*Tugas singkat 1*
Pilih setiap baris pada catatan di bawah yang memuat kata "colored", lalu salin baris-baris itu tanpa perubahan.

Masyarakat di berbagai belahan dunia
secara keseluruhan telah memasuki suatu era globalisasi salah satunya melalui
perdagangan bebas. Berbagai kesepakatan seperti kerjasama, perjanjian
multilateral, berbagai kelompok negara maju dan berkembang, penyatuan mata
uang, dan lain-lain, merupakan suatu wujud dari lintas batas geografis-regional
menuju pada kepentingan ekonomi internasional yang tak terhindarkan.
Di
Indonesia perdagangan bebas baik dalam lingkup regional di kawasan ASEAN
melalui AFTA maupun kesepakatan yang dijalin melalui G-8 atau G-15, ke semuanya
ini merupakan bukti tentang jaring keterlibatan antar negara di wilayah
internasional tengah berlangsung, dengan berbagai pengaruh maupun dampak yang
diakibatkannya. Indonesia tengah menyelesaikan masa Pembangunan Jangka Panjang
Ke tiga. Di harapkan pada saat itu Indonesia benar-benar telah berada dalam
kondisi siap siaga menghadapi globalisasi total tersebut.

*Tugas singkat 2*
Ubah bagian teks tentang globalisasi di atas antara "Masyarakat di berbagai" dan "yang tak terhindarkan.", termasuk kedua bagian itu, dengan mengganti setiap "perdagangan bebas" menjadi "pasar bebas".

*Catatan yang ditampilkan*
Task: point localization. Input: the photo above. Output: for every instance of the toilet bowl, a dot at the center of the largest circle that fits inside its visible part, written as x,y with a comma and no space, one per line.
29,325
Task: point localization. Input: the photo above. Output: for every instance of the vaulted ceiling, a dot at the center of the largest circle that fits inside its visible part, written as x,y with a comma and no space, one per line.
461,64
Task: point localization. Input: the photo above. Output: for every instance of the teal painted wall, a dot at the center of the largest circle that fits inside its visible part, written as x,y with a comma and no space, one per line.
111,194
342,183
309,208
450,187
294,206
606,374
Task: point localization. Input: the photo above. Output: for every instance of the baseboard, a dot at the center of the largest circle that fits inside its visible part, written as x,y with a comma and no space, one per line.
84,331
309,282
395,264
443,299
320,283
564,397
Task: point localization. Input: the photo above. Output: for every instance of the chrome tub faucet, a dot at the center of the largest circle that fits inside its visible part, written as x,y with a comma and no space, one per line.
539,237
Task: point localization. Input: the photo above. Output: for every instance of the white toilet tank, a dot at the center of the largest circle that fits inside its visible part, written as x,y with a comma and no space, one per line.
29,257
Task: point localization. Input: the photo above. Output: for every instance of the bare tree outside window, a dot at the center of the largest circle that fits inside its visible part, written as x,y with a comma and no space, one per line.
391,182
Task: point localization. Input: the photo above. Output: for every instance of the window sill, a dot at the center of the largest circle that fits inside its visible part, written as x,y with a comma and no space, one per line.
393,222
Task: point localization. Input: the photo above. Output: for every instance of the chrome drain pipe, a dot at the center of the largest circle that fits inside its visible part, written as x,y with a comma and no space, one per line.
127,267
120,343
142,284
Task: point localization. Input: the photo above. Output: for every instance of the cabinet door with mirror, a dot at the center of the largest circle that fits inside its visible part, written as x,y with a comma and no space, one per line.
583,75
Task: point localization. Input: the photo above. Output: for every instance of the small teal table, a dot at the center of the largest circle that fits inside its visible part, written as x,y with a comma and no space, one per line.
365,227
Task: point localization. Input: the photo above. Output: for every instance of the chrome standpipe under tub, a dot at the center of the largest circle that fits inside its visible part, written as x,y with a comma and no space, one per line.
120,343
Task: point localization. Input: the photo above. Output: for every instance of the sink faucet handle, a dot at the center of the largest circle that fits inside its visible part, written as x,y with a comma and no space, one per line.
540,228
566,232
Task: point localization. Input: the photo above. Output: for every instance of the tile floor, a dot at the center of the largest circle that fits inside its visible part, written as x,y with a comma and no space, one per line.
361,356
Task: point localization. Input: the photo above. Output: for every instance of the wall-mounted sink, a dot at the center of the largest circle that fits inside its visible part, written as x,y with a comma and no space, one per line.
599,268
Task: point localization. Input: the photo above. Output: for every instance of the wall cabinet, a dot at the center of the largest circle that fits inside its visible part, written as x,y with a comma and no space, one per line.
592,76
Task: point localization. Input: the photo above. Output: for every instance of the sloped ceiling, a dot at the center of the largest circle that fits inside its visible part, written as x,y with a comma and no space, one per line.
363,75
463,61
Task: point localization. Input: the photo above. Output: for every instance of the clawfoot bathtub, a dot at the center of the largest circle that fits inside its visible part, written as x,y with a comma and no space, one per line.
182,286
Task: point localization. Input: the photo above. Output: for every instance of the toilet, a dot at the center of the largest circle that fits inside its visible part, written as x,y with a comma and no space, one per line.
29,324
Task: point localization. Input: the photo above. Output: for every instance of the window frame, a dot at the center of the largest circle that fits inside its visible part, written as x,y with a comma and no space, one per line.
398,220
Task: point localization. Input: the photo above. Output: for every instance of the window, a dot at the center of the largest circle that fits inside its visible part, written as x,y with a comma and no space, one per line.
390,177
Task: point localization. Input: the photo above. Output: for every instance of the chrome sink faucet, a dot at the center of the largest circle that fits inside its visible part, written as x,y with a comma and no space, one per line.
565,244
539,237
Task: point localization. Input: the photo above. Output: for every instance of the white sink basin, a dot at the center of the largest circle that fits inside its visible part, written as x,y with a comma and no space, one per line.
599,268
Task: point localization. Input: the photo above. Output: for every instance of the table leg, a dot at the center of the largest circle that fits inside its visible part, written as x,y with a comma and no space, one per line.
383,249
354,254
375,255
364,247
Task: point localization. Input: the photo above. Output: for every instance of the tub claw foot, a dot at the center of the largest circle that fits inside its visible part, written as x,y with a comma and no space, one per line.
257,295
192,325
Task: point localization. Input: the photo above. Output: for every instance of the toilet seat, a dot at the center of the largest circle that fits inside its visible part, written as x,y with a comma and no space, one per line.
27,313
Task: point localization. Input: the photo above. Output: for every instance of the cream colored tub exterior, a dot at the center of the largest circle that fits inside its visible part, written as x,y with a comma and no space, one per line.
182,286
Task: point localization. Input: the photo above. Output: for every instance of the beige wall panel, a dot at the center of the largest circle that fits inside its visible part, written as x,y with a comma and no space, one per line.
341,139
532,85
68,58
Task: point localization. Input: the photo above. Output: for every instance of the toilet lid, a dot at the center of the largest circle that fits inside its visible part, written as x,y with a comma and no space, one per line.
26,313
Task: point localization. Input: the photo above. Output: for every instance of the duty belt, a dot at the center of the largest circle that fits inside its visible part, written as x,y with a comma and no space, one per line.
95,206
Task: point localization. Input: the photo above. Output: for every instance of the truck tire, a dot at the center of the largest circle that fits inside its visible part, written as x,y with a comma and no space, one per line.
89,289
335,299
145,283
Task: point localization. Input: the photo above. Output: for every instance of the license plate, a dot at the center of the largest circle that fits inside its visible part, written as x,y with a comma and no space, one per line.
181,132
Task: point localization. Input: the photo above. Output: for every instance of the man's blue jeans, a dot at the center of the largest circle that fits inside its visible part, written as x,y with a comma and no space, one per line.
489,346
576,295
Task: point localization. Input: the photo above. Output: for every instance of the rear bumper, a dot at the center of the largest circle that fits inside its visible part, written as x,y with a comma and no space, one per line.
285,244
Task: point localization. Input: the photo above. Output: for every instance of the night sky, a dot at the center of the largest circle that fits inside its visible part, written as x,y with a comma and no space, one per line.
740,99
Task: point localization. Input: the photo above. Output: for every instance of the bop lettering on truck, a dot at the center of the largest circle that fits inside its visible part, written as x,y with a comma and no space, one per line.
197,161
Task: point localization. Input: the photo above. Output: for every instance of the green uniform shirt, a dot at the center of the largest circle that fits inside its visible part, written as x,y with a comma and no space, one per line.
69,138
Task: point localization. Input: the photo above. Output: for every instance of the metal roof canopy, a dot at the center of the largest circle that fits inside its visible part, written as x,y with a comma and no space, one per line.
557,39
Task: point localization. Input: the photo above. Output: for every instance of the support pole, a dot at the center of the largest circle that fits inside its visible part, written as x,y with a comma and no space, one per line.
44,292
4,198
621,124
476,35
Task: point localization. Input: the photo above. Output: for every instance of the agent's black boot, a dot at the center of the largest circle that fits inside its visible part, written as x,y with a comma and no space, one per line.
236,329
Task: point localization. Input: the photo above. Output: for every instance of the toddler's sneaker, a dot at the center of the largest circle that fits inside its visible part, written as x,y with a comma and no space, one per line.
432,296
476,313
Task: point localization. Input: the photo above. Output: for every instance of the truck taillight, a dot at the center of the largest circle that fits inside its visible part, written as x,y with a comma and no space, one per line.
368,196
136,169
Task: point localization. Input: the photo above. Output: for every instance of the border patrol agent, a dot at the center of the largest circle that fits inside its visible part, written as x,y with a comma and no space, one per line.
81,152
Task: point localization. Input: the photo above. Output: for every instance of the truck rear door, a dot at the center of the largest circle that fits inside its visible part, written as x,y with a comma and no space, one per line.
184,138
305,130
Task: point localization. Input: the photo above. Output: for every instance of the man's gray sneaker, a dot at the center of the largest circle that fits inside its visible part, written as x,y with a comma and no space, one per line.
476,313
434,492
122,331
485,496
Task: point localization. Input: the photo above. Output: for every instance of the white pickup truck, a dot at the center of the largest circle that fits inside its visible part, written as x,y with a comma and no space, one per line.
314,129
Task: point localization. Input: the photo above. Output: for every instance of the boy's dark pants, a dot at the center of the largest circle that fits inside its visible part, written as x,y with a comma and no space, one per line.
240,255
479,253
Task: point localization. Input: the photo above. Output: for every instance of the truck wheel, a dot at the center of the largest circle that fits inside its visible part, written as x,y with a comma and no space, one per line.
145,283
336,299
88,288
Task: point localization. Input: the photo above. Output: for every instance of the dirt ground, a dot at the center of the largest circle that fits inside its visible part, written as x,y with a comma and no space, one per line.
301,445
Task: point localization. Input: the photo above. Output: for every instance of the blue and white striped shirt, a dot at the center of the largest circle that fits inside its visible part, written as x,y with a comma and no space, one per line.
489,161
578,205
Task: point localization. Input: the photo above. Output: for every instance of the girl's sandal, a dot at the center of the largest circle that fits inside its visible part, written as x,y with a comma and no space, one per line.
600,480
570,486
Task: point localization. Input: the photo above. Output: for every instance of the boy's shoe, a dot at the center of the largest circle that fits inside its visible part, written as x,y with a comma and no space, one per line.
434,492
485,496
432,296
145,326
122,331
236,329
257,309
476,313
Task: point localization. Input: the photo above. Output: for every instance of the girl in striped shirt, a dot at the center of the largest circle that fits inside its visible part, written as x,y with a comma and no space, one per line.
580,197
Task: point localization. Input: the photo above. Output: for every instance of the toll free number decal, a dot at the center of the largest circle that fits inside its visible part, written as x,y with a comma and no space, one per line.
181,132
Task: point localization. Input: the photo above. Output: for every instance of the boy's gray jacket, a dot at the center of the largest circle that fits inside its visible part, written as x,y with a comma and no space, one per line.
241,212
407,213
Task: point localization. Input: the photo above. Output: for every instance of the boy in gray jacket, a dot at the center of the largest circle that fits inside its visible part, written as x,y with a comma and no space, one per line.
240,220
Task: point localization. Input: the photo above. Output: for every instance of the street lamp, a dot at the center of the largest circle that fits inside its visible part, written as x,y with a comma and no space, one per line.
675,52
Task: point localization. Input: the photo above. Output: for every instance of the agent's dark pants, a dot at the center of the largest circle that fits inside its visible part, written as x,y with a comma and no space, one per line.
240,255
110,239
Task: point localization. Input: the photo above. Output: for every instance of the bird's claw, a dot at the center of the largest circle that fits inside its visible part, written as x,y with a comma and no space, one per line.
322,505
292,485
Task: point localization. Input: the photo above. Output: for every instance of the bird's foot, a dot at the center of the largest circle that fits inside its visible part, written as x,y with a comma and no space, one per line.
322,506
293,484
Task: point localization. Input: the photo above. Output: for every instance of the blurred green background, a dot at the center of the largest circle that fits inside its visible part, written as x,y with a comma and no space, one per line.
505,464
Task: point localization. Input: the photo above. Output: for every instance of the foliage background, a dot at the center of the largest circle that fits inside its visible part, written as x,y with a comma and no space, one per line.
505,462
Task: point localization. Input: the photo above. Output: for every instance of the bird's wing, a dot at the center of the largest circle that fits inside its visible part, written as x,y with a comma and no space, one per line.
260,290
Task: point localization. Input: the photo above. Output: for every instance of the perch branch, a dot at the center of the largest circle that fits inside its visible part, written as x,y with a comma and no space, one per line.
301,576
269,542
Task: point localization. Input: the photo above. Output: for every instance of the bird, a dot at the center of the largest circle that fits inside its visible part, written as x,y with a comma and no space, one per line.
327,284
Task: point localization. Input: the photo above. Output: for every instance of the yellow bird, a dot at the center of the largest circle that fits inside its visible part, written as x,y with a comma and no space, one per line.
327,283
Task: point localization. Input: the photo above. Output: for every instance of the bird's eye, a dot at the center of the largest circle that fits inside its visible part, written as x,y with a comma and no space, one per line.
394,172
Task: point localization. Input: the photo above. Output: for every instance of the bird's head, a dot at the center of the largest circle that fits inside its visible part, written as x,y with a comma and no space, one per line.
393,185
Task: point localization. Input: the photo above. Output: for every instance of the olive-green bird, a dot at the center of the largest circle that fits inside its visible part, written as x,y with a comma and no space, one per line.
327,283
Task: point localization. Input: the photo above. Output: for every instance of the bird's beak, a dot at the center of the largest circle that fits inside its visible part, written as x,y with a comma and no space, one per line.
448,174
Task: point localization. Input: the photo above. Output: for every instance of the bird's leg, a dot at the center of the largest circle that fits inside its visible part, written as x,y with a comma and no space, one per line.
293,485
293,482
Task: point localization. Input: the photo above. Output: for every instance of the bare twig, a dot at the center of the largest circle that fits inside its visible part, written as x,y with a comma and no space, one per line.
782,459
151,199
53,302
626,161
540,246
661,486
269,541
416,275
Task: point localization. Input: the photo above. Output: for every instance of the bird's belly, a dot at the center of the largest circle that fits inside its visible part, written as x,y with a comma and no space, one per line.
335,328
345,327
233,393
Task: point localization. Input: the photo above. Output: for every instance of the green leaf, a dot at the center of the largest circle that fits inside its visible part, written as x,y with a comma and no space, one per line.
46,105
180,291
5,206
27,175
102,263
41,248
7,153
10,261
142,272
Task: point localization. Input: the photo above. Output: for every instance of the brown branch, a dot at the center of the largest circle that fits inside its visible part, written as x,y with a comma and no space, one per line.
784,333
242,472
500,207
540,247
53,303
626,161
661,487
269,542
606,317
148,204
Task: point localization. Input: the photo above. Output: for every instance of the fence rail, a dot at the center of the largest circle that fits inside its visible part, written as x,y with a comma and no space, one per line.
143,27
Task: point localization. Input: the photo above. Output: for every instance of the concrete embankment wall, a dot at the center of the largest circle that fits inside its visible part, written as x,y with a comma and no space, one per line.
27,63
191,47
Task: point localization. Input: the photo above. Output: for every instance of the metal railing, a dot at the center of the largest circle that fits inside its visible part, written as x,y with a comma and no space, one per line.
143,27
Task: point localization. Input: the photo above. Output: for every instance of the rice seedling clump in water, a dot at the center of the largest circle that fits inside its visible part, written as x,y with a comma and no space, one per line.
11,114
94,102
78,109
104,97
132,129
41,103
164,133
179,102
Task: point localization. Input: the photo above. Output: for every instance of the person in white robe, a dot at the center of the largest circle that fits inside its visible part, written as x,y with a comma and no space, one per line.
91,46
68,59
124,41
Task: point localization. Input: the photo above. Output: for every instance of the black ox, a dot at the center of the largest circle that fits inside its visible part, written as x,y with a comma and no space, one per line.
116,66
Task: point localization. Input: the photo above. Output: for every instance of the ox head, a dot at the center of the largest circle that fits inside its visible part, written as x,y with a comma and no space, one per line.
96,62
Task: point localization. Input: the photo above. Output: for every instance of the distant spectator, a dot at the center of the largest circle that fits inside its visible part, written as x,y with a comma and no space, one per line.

*Jawaban yang diharapkan 1*
Task: point localization. Input: the photo above. Output: for every instance of the cream colored tub exterior, a dot at the center of the largest circle that fits inside its visible part, written as x,y with a comma and no space, one per line.

*Jawaban yang diharapkan 2*
Masyarakat di berbagai belahan dunia
secara keseluruhan telah memasuki suatu era globalisasi salah satunya melalui
pasar bebas. Berbagai kesepakatan seperti kerjasama, perjanjian
multilateral, berbagai kelompok negara maju dan berkembang, penyatuan mata
uang, dan lain-lain, merupakan suatu wujud dari lintas batas geografis-regional
menuju pada kepentingan ekonomi internasional yang tak terhindarkan.